Health insurance saves lives. One study in Health Affairs estimated that if all Americans had health insurance, there would be 101,000 fewer deaths each year. Based on population estimates, that would be 300 lives saved in a city of one million each year.

The Affordable Care Act, also known as Obamacare, goes into full swing with the health insurance exchange sign up starting October 1, and it mandates all Americans to get health insurance. While this provision, has no direct impact on those of us who are on Medicare, Medicaid or private insurance, it is a game changer for over millions of uninsured Americans who will have to make a decision: to buy or not to buy health insurance.

My answer is simple. Buy. And here is why.

First, no one can deny you insurance. In the hospital, I saw a diabetic woman who had a foul infection in the pelvis, something which could have been managed at an earlier stage with simple antibiotics and fungal medicine, yet her response to my questions of why she did not have insurance was "I could not get insurance due to my diabetes." No longer are preexisting illnesses a reason for insurance company to deny you coverage.

Second, illnesses do not look at political preference. It does not matter if you are a Democrat or a Republican, you favor Obamacare or don't favor Obamacare, getting health insurance is not about your ideology, rather it is about your health.

Third, illnesses and traumas such as a car accident, a cancer, or a skin infection do not do a wallet biopsy to see if you have enough money or an insurance card prior to striking. A young man with a staph infection in an elbow wound at a site of a previous fracture has no insurance. With charity care and a prolonged payment plan -- much like a college tuition repayment loan -- he is improving.

Fourth, when the uninsured get insured -- everyone who have private insurance benefits. Let me explain. There is a common misunderstanding that lack of insurance will lower health care cost and save everyone money. That is not true. By one estimate, those who have insurance pay eight percent or some $1,100 of their premium each year towards the care for those who do not purchase insurance.

....

_Problems and tasks_.
• 1. Answer these from the health insurance article:
(a) How many fewer deaths each year did the Health Affairs study estimate if all Americans had health insurance?
(b) On what date does sign-up for the health insurance exchange start?
(c) By one estimate, how much of their premium each year do insured people pay toward care for those who do not purchase insurance?
• 2. Please print the section of the health insurance article between "The Affordable Care" and "buy health insurance.", inclusive.

_Source data_.

....

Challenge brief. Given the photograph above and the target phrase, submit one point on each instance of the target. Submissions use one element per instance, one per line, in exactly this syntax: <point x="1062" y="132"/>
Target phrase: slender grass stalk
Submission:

....

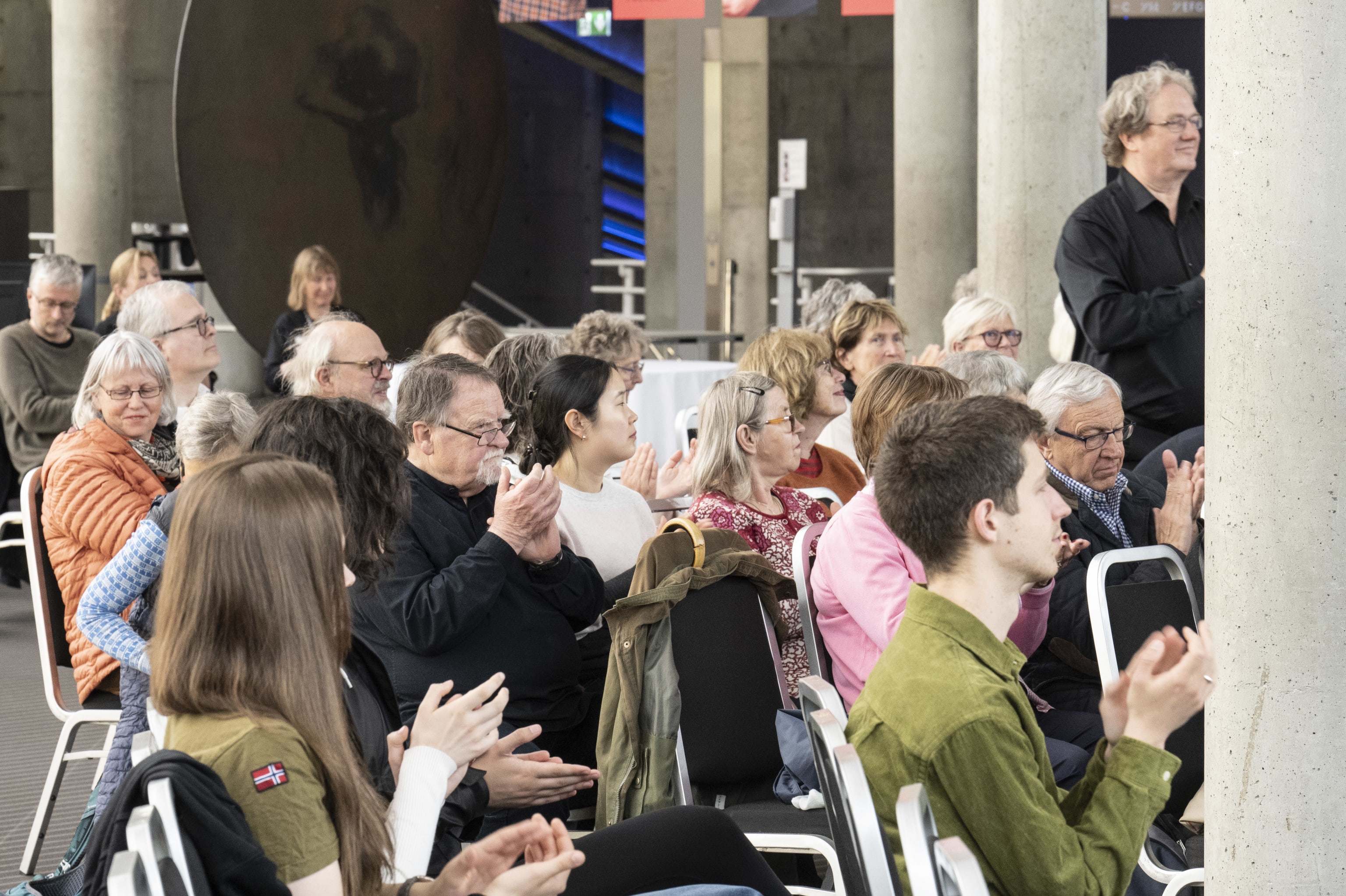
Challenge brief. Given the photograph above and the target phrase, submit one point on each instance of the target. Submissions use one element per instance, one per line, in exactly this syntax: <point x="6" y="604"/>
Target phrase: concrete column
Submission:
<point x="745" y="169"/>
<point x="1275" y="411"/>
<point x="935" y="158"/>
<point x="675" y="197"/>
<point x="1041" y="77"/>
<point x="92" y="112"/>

....

_List of solutions_.
• 1.
(a) 101,000
(b) October 1
(c) Eight percent, or some $1,100

• 2.
The Affordable Care Act, also known as Obamacare, goes into full swing with the health insurance exchange sign up starting October 1, and it mandates all Americans to get health insurance. While this provision, has no direct impact on those of us who are on Medicare, Medicaid or private insurance, it is a game changer for over millions of uninsured Americans who will have to make a decision: to buy or not to buy health insurance.